Try it:
Rewrite the lines from the line with "Each <instance> block" up to and including the line with "74L449 141L468 151L471", changing every "rough mask" to "coarse mask" and leaving everything else unchanged.

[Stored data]
-- Opening Marker --

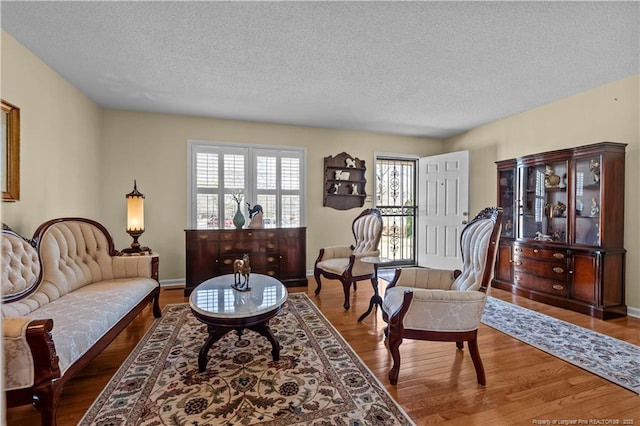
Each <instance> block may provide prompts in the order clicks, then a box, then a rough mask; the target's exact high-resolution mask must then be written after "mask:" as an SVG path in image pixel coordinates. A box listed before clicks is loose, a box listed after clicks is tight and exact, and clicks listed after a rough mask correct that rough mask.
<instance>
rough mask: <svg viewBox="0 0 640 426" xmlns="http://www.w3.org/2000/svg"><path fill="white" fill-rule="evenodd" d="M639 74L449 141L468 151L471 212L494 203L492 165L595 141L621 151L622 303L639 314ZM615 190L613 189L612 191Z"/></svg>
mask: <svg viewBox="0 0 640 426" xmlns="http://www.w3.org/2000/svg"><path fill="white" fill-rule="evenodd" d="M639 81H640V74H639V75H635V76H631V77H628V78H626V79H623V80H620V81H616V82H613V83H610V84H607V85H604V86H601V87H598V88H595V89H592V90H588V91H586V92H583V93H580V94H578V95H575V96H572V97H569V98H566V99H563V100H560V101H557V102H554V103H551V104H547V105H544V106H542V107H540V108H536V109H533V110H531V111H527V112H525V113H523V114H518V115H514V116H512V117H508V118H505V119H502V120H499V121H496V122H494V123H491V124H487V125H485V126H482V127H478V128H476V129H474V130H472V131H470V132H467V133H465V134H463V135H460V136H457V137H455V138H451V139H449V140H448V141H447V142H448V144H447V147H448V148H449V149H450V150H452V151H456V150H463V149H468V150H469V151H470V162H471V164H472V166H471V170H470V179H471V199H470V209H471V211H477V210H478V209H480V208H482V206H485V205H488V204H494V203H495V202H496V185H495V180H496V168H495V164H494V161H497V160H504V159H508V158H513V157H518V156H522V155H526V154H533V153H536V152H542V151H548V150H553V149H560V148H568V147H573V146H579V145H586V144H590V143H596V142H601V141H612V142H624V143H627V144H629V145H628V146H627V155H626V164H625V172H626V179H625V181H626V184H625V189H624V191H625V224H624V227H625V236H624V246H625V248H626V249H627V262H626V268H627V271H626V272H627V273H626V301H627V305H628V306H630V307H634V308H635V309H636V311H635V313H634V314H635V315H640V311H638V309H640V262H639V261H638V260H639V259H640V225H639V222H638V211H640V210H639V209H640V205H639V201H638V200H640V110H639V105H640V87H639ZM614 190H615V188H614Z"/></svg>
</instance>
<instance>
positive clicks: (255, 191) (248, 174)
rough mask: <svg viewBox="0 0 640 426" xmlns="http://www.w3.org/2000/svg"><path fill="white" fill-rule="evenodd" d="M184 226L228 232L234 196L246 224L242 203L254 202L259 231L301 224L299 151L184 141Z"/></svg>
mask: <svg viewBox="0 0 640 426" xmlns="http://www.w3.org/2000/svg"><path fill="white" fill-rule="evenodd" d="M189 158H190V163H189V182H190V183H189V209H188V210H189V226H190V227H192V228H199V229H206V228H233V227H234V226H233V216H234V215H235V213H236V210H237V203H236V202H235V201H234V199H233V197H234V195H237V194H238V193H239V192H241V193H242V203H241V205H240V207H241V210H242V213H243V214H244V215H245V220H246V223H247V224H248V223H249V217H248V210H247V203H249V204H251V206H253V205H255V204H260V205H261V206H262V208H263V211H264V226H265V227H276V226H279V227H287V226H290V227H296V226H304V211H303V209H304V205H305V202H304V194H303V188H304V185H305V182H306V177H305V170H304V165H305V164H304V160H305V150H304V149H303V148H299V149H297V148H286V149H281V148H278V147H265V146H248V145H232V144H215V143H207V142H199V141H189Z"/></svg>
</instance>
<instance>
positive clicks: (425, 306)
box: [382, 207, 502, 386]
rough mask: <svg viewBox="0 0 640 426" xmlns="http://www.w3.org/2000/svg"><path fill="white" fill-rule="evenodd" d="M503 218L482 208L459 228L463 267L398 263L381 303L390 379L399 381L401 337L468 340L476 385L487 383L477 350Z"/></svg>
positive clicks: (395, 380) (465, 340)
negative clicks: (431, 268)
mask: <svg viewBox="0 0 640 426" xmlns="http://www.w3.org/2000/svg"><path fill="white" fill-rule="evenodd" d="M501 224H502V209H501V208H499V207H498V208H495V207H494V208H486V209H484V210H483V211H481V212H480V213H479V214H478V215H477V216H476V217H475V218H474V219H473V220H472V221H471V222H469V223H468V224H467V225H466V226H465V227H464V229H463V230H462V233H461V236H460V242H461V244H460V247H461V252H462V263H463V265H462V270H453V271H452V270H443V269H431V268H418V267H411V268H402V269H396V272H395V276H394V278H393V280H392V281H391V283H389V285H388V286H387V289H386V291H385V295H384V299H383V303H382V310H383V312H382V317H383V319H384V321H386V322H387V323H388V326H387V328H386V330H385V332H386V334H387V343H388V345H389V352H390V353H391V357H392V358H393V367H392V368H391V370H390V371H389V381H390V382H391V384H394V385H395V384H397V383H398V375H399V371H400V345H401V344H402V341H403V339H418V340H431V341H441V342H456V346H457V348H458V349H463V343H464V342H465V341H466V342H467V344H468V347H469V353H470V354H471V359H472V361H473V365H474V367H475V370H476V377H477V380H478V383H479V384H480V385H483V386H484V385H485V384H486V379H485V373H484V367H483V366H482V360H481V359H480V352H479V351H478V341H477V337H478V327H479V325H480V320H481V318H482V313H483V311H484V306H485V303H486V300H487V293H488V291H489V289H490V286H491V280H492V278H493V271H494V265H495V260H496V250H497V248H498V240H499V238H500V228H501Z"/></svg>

-- Closing Marker --
-- Opening Marker --

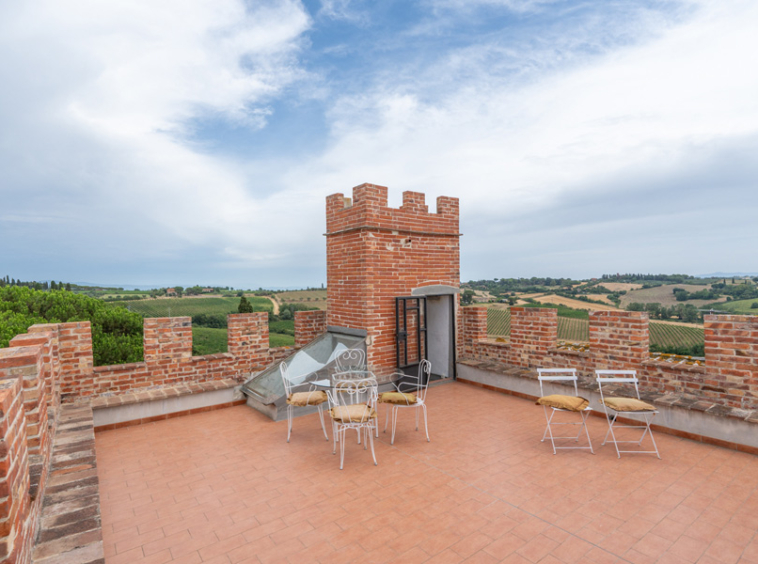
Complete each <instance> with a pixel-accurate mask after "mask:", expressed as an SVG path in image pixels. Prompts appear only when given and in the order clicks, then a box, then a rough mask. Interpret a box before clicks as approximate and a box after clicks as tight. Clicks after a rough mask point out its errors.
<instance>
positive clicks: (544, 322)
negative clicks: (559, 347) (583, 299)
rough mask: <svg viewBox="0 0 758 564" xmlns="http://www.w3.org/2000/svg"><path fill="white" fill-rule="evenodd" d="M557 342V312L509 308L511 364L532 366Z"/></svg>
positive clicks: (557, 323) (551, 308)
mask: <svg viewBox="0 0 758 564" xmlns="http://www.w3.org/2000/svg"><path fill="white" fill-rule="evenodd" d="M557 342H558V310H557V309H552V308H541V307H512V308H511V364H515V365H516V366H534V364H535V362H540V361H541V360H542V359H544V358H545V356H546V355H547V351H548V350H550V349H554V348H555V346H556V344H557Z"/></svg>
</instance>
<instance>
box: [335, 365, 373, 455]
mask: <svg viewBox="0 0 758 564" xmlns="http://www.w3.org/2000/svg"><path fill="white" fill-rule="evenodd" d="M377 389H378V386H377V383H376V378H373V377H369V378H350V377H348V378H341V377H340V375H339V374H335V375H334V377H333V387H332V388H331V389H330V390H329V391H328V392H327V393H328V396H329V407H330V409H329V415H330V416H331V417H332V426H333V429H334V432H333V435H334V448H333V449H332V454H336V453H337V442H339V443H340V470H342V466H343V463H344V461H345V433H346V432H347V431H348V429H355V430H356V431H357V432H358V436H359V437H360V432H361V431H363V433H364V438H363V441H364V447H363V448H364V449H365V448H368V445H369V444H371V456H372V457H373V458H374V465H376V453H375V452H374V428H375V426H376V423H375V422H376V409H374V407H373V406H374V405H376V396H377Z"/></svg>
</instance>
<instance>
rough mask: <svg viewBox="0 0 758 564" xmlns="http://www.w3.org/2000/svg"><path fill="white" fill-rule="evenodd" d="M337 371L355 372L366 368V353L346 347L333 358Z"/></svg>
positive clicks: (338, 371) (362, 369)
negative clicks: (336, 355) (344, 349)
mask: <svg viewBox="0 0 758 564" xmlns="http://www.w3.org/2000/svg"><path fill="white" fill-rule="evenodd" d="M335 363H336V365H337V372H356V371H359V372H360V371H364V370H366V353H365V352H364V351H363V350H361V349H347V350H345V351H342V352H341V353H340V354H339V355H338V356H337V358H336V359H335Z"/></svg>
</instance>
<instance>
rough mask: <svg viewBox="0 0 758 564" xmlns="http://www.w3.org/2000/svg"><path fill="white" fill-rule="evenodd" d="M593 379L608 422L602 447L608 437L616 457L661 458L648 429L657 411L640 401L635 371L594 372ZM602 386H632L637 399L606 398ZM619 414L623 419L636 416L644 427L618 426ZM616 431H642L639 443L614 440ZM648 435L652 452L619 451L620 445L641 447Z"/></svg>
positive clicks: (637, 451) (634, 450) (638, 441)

-- Closing Marker --

Written answer:
Each <instance> block may provide prompts in the order clicks, then a box, then a coarse mask; the target's exact high-resolution mask must then be written after "mask:" as an SVG path in image pixel coordinates. A box listed before clicks is loose, a box listed after clicks is tight and exact, and clicks listed after a coarse mask correct that coarse mask.
<instance>
coarse mask: <svg viewBox="0 0 640 426" xmlns="http://www.w3.org/2000/svg"><path fill="white" fill-rule="evenodd" d="M639 74L449 141L468 151L471 212L494 203L492 165L595 141L621 151L622 303L639 314ZM615 190L613 189L612 191Z"/></svg>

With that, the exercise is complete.